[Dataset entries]
+---+

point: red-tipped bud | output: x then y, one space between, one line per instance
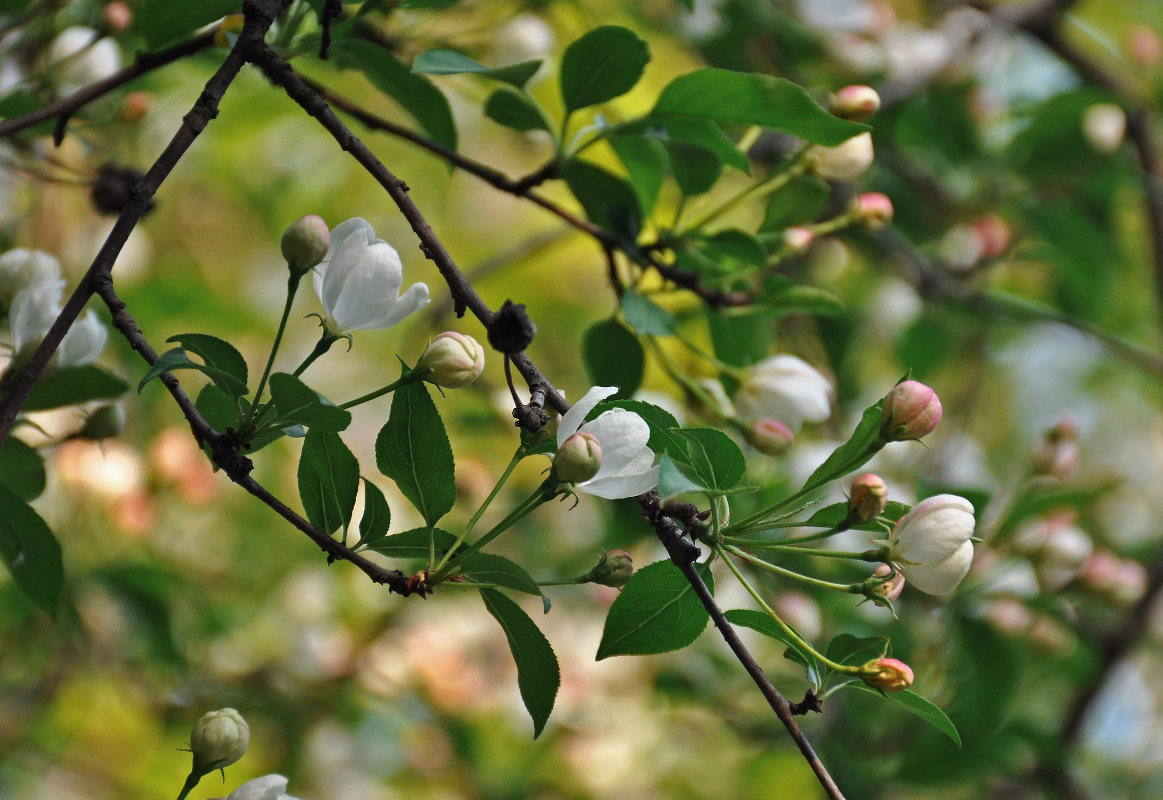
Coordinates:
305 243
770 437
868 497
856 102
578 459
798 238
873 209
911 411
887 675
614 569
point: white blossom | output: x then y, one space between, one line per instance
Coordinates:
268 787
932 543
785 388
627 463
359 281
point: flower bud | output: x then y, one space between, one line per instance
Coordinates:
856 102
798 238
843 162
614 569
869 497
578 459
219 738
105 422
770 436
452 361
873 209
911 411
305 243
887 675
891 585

+---+

[What is required] Write out each line above containing "output".

[Reply]
point: red-tipped bud | output: x then y, one space between, one line per instance
point: white blossom | output: x then y, one space between, one line per instance
point: flower bud | output: x then y, one space between, one line per instance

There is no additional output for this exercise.